Set task :: Render every line of the listing below as a numbered list, omitting blank lines.

Point placement records ::
◆ ◆ ◆ ◆ ◆
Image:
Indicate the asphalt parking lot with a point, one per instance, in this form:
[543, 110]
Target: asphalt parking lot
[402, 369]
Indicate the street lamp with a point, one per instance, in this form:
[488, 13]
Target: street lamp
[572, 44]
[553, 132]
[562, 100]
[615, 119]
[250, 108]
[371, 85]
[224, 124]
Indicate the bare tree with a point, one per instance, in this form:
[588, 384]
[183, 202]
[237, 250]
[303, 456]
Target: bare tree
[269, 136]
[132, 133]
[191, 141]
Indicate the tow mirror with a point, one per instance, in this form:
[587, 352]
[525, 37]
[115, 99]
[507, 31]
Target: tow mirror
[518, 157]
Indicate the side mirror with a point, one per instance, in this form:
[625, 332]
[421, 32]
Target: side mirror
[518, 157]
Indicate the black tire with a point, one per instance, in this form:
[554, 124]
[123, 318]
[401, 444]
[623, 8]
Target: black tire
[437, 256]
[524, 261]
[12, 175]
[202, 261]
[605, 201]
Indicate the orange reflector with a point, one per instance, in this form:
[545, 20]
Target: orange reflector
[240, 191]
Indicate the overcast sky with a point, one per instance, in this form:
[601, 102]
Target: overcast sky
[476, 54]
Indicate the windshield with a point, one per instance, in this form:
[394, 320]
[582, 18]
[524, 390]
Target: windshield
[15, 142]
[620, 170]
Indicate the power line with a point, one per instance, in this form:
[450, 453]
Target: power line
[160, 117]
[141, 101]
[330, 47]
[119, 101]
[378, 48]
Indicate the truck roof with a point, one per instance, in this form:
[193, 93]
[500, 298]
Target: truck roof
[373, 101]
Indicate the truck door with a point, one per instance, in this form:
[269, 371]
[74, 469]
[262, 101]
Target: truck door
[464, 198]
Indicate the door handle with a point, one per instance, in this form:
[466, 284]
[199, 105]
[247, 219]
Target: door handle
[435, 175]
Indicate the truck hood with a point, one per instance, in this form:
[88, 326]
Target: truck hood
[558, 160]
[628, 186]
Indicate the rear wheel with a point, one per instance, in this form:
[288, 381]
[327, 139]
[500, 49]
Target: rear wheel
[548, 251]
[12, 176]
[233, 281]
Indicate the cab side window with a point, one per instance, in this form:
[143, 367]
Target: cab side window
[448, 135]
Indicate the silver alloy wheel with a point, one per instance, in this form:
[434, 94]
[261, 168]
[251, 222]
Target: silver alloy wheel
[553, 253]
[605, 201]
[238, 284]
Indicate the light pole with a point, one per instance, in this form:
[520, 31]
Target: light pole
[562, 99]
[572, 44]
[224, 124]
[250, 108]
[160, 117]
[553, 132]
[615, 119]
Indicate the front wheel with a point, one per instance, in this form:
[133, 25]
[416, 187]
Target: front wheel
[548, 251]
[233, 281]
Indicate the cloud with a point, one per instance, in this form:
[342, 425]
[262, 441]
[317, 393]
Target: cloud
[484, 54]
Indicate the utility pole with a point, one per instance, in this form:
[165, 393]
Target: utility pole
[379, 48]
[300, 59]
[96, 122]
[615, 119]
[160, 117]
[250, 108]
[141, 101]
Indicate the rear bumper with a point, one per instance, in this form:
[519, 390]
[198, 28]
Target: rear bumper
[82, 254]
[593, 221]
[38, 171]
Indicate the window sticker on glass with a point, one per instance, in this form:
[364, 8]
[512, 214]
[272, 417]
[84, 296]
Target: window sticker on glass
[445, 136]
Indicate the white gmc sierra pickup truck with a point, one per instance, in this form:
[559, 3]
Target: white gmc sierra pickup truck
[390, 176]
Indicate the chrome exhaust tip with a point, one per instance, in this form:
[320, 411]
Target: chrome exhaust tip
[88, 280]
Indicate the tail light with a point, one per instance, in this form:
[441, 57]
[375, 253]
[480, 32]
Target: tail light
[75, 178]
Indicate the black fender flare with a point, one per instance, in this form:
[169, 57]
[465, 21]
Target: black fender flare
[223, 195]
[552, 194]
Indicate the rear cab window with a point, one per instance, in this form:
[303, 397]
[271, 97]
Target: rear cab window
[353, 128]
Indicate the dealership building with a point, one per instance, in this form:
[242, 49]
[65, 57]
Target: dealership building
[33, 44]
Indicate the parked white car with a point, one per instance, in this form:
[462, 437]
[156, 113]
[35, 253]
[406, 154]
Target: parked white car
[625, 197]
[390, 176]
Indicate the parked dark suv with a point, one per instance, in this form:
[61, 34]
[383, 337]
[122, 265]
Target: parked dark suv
◆ ◆ ◆ ◆ ◆
Solution ::
1. Image:
2. Indicate the asphalt parking lot with a point, one per instance, in this form:
3. [543, 110]
4. Target: asphalt parking lot
5. [402, 369]
6. Indicate the street lamp with a point, one per instance, in this form:
7. [488, 13]
8. Target: street lamp
9. [572, 44]
10. [553, 132]
11. [562, 100]
12. [615, 119]
13. [250, 108]
14. [371, 85]
15. [224, 124]
16. Indicate the bare tree with a point, one per instance, in this form:
17. [588, 384]
18. [183, 202]
19. [237, 250]
20. [303, 456]
21. Target: bare tree
22. [269, 136]
23. [132, 133]
24. [191, 141]
25. Indicate the tow mirror with a point, one per instance, in this form:
26. [587, 352]
27. [525, 37]
28. [115, 99]
29. [507, 31]
30. Target: tow mirror
31. [518, 157]
32. Indicate the side mirror with a point, one per instance, in this form:
33. [625, 332]
34. [421, 32]
35. Target: side mirror
36. [518, 157]
37. Indicate the black tire with a point, one per instance, in this form:
38. [554, 124]
39. [123, 318]
40. [401, 444]
41. [623, 8]
42. Target: black tire
43. [437, 256]
44. [524, 261]
45. [12, 175]
46. [202, 261]
47. [605, 201]
48. Indicate the orange reflector with a point, one per instance, in this form:
49. [545, 20]
50. Target: orange reflector
51. [240, 191]
52. Indicate the overcast sky with a point, one per instance, in this form:
53. [601, 102]
54. Target: overcast sky
55. [476, 54]
56. Indicate the windshield with a point, one per instance, in this form:
57. [394, 320]
58. [582, 18]
59. [524, 390]
60. Target: windshield
61. [15, 142]
62. [620, 170]
63. Indicate the power line with a point, one per instance, in this form:
64. [450, 453]
65. Target: power line
66. [160, 117]
67. [141, 101]
68. [330, 47]
69. [119, 101]
70. [378, 48]
71. Indicate the truck roof with a point, one per instance, in this form:
72. [193, 93]
73. [500, 298]
74. Target: truck roof
75. [373, 101]
76. Indicate the truck door with a point, one per instance, in this form:
77. [269, 371]
78. [74, 469]
79. [262, 101]
80. Target: truck door
81. [464, 198]
82. Indicate the door handle with a point, one per instance, in this form:
83. [466, 284]
84. [199, 105]
85. [247, 219]
86. Target: door handle
87. [435, 175]
88. Indicate the truck hood with a point, one per instance, in this form:
89. [88, 326]
90. Target: truck hood
91. [558, 160]
92. [628, 186]
93. Indicate the rear wheel with a point, one per instance, in this form:
94. [288, 381]
95. [327, 139]
96. [500, 49]
97. Target: rear wheel
98. [548, 251]
99. [12, 176]
100. [233, 281]
101. Indicate the cab side window with a point, one per instance, in this form:
102. [143, 367]
103. Target: cab side window
104. [448, 135]
105. Indicate the silver alloy wheel with a point, one per instance, in this form:
106. [434, 94]
107. [261, 168]
108. [251, 222]
109. Target: silver alloy wheel
110. [553, 253]
111. [605, 201]
112. [238, 284]
113. Indicate the light pole with a point, one per instance, in this form:
114. [520, 31]
115. Target: light pole
116. [562, 99]
117. [572, 44]
118. [224, 124]
119. [250, 108]
120. [160, 117]
121. [553, 132]
122. [615, 119]
123. Indicate the front wheel with a point, one per instance, in this form:
124. [133, 25]
125. [416, 187]
126. Target: front wheel
127. [548, 251]
128. [233, 281]
129. Indicate the cloud with a point, one per instance, in this form:
130. [342, 425]
131. [262, 441]
132. [317, 393]
133. Target: cloud
134. [484, 54]
135. Indicate the utility pole with a point, one per instance, in this form:
136. [165, 393]
137. Target: utility pole
138. [379, 48]
139. [300, 59]
140. [96, 122]
141. [615, 119]
142. [160, 117]
143. [250, 108]
144. [141, 101]
145. Indicate the rear bumper with a point, one per instance, in this form:
146. [519, 390]
147. [198, 28]
148. Target: rear bumper
149. [82, 254]
150. [593, 221]
151. [38, 171]
152. Indicate the window sticker on glass with a point, one per instance, in this form:
153. [364, 8]
154. [512, 214]
155. [272, 417]
156. [84, 296]
157. Target: window sticker on glass
158. [445, 136]
159. Indicate the white gmc sierra pickup truck with a point, one per instance, in this form:
160. [559, 3]
161. Target: white gmc sierra pickup truck
162. [390, 176]
163. Indicate the chrome exhaust tip with a point, one per instance, in this form:
164. [320, 411]
165. Target: chrome exhaust tip
166. [88, 280]
167. Indicate the tail light with a point, one per instance, in this form:
168. [441, 57]
169. [375, 253]
170. [480, 32]
171. Target: tail light
172. [75, 178]
173. Indicate the black fender flare with a point, one per instance, in this form:
174. [169, 57]
175. [465, 21]
176. Target: black fender flare
177. [223, 195]
178. [552, 194]
179. Indicate the rear cab window with a point, one per instance, in this form:
180. [303, 397]
181. [271, 97]
182. Target: rear cab window
183. [353, 128]
184. Indicate the dealership building with a point, one per instance, in this form:
185. [242, 49]
186. [65, 57]
187. Target: dealership building
188. [33, 44]
189. Indicate the parked white car with a point, one per instance, in this form:
190. [462, 437]
191. [156, 113]
192. [35, 253]
193. [406, 154]
194. Target: parked white car
195. [625, 197]
196. [390, 176]
197. Indicate the parked dark suv with a point, one per instance, in this form:
198. [61, 34]
199. [383, 337]
200. [122, 265]
201. Target: parked dark suv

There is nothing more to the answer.